PROBLEM:
Output the records below in full, word for word; pictures do not belong in it.

::: DATA TO EXAMINE :::

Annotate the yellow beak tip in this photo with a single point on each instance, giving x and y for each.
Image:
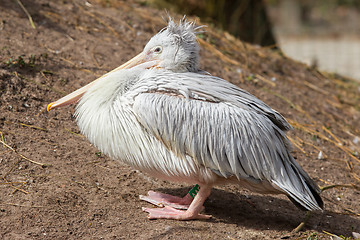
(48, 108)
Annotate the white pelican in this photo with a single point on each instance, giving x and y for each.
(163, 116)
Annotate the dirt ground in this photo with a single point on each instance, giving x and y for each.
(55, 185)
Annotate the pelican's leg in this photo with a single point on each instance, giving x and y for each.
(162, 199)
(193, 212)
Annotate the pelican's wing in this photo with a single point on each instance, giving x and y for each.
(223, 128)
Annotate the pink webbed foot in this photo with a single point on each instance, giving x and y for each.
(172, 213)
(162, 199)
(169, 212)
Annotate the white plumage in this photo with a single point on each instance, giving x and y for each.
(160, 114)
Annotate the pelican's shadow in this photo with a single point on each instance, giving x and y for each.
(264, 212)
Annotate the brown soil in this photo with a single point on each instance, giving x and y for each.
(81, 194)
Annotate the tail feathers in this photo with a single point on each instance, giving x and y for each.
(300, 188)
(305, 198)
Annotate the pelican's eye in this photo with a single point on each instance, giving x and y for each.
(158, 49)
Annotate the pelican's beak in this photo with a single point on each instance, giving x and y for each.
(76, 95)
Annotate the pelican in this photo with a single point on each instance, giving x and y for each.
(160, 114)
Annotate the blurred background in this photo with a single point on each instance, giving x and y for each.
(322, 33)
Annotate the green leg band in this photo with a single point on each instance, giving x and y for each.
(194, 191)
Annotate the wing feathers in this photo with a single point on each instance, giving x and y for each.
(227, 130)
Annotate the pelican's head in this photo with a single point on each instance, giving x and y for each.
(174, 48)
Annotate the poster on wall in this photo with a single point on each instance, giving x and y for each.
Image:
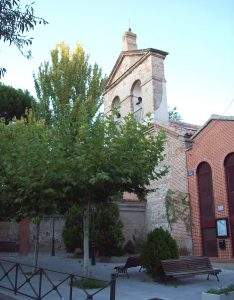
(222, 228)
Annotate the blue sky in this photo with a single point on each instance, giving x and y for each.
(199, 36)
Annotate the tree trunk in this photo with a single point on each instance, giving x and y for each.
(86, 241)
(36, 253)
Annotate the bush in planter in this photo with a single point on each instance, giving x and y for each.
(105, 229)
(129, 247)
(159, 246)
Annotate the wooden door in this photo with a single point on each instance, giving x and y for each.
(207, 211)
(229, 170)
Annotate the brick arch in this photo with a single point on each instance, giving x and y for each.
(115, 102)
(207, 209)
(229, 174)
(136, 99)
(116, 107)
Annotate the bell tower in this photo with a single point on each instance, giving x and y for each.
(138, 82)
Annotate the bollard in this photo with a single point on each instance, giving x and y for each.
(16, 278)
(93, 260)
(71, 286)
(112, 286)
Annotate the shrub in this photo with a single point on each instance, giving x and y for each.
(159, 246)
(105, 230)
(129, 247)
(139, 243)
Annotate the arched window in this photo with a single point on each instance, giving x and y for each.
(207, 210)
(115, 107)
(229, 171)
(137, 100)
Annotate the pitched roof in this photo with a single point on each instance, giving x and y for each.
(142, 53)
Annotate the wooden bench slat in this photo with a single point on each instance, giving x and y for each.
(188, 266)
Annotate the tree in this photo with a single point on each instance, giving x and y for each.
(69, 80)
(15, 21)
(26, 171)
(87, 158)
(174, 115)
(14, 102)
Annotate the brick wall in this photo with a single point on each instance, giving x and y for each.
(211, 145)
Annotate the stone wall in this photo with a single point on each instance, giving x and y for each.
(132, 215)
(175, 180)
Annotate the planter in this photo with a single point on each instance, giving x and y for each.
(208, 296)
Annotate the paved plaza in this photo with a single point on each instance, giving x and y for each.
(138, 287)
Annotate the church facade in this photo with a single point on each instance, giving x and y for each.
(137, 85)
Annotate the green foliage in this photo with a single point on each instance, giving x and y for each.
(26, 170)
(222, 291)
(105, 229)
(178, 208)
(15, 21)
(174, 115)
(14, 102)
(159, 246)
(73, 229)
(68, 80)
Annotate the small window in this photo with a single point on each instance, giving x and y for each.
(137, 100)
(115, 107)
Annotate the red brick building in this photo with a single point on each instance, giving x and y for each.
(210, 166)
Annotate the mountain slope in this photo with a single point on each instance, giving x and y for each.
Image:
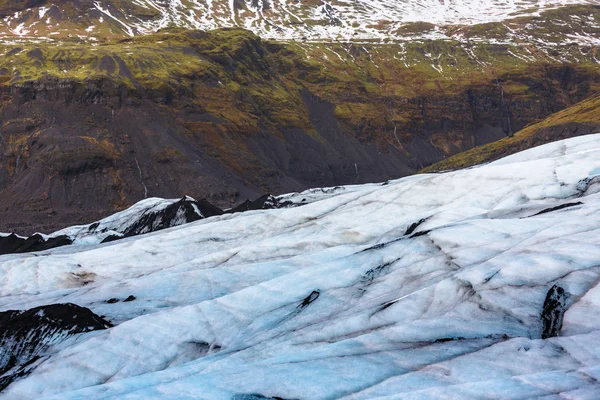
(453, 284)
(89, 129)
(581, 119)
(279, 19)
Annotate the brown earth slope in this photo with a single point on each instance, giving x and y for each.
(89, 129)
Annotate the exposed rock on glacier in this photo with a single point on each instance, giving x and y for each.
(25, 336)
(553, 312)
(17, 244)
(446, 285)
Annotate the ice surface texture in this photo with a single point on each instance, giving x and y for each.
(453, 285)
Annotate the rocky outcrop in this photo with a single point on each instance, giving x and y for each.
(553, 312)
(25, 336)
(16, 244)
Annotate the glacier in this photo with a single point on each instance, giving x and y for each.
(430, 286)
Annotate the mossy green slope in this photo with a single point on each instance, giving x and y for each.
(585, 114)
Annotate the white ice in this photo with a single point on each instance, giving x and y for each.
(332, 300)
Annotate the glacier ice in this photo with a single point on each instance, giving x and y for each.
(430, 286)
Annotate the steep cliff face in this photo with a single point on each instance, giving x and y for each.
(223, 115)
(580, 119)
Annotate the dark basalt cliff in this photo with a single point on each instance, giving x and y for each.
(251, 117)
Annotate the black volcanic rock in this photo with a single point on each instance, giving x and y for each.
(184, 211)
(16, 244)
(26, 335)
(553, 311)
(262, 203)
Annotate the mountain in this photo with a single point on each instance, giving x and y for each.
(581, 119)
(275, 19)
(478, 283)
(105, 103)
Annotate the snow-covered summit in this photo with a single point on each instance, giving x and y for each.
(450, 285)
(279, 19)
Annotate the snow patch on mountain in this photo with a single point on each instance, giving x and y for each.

:::

ANSWER TO THIS EXERCISE:
Annotate the yellow beak tip in this photo with a single point on each instance, giving x and y for each.
Image:
(48, 108)
Annotate the white pelican in this photo with a single point on each instance, giving x and y for each.
(163, 116)
Annotate the dirt ground in this photo with a single point on each instance, giving x and y for each.
(55, 185)
Annotate the pelican's leg in this photo with a single point on each instance, giving x and y for each.
(162, 199)
(193, 212)
Annotate the pelican's wing in this photo with a single point on each instance, giving x and y for each.
(223, 128)
Annotate the pink webbed foot in this photo with a single point on each instance, giving x and y for each.
(172, 213)
(162, 199)
(169, 212)
Annotate the white plumage in this photo with a single point on each instance, giving x and y for each.
(160, 114)
Annotate the pelican's shadow in this photo with a single point on each instance, giving x and y for each.
(264, 212)
Annotate the brown soil in this photo with a single point on each instance, giving x and y for each.
(81, 194)
Annotate the tail feathers in this photo with a single point on each instance, giving x and y for each.
(300, 188)
(305, 198)
Annotate the pelican's eye in this photo with a single point on each instance, giving x and y for each.
(158, 49)
Annotate the pelican's beak in this photo with a single point on each instance, giving x and y for each.
(76, 95)
Annotate the pelican in this photo with a single point on each instance, giving x and y for each.
(160, 114)
Annotate the blurred background in this photo with a single point on each instance, giving x and y for each.
(322, 33)
Annotate the green leg band in this photo with a single point on each instance, giving x and y for each.
(194, 191)
Annotate the wing feathers in this photo with a single point on each instance, giving x and y for each.
(227, 130)
Annotate the pelican's head in this photo with a single point on each instance, giving x and y for each.
(174, 48)
Annotate the poster on wall in this photo with a single point on each instance, giving x and y for each.
Image:
(222, 228)
Annotate the blue sky in this photo with a single point on each instance, giving x and y for each.
(199, 36)
Annotate the tree trunk in this photo with a single point on each instance, giving x and y for each.
(86, 241)
(36, 253)
Annotate the bush in planter in this photo with a single point on each instance, giving x and y for each.
(105, 229)
(129, 247)
(159, 246)
Annotate the wooden door in this photo with a single point on each instance, giving x and y for each.
(207, 211)
(229, 170)
Annotate the brick arch in this photo with a single point on each instance, giving x and y for each.
(115, 102)
(207, 209)
(229, 174)
(136, 99)
(116, 107)
Annotate the bell tower in this photo with a single point on each instance, giving x and y for each.
(138, 82)
Annotate the bollard in this photo with a single point on each instance, giving x and y for each.
(16, 278)
(93, 260)
(71, 286)
(112, 286)
Annotate the shrub in this photo with a single point on each instance, giving x and y for each.
(159, 246)
(105, 230)
(129, 247)
(139, 243)
Annotate the arched window in this photo with a single point on each instance, giving x and y for each.
(207, 210)
(115, 107)
(229, 171)
(137, 100)
Annotate the pitched roof in this photo with a single point on each instance, giving x and y for each.
(142, 53)
Annotate the wooden bench slat in this photo with a single point on each instance, giving x and y for each.
(188, 266)
Annotate the tree in this photo with a single point on each instance, giving x and y for each.
(69, 80)
(15, 21)
(26, 171)
(87, 158)
(174, 115)
(14, 102)
Annotate the brick wall in this photo with a single point on each instance, giving x and y for each.
(211, 145)
Annotate the stone wall in this photo with a single point on each instance, giving x and y for each.
(132, 215)
(175, 180)
Annotate the planter in this photo with a single point on each instance, giving x and y for each.
(208, 296)
Annotate the paved plaza in this photo with a single point on each instance, giving x and y for each.
(138, 287)
Annotate the church facade in this photo with a single point on each instance, giving x and y for each.
(137, 85)
Annotate the green foliage in this photo with a single point on each instance, giving x and y for each.
(26, 170)
(222, 291)
(105, 229)
(178, 208)
(15, 21)
(174, 115)
(14, 102)
(159, 246)
(73, 229)
(68, 80)
Annotate the small window in this photo with a single point on each instance, giving x and y for each.
(137, 100)
(115, 107)
Annotate the red brick building in this photo with a single point on each instance, giving x and y for each.
(210, 166)
Annotate the mountain slope in this photo with a single point on each instance, giving x and y for each.
Image:
(453, 284)
(89, 129)
(581, 119)
(279, 19)
Annotate the brown earth slope in this photo with a single point on each instance, giving x and y for each.
(89, 129)
Annotate the exposed rock on glacier in this photo with a single point on each instance, giving x and y for each.
(25, 336)
(553, 312)
(17, 244)
(446, 285)
Annotate the ice surface texture in this photo with a single point on each instance, giving x and y for each.
(453, 285)
Annotate the rocky outcrop in this photo with a single point on each instance, giving x and y for each.
(553, 312)
(25, 336)
(16, 244)
Annotate the glacier in this photo with a single point on each instance, giving x and y for each.
(430, 286)
Annotate the mossy green slope in this photo with a single point on each instance, giving x and y for each.
(585, 114)
Annotate the white ice in this photo with a single point on each instance, giving x and y for each.
(332, 300)
Annotate the glacier ice in this photo with a single point on each instance, giving x and y for each.
(430, 286)
Annotate the steep cliff face in this photo with a single point on each instance, giving x and y for each.
(223, 115)
(580, 119)
Annotate the dark basalt cliff in this photo with a single point on each instance, giving x and y for each.
(251, 117)
Annotate the black volcanic rock in this photo with a single point on each instance, giving x and y for each.
(184, 211)
(16, 244)
(26, 335)
(553, 311)
(262, 203)
Annotate the mountain in this photo with a single point on each instance, giving x and y for each.
(581, 119)
(275, 19)
(478, 283)
(105, 103)
Annotate the snow-covered summit in this photo with a single point on each instance, giving x and y for each.
(450, 285)
(279, 19)
Annotate the snow patch on mountain in this photo with a single point on each instance, giving x and y for each.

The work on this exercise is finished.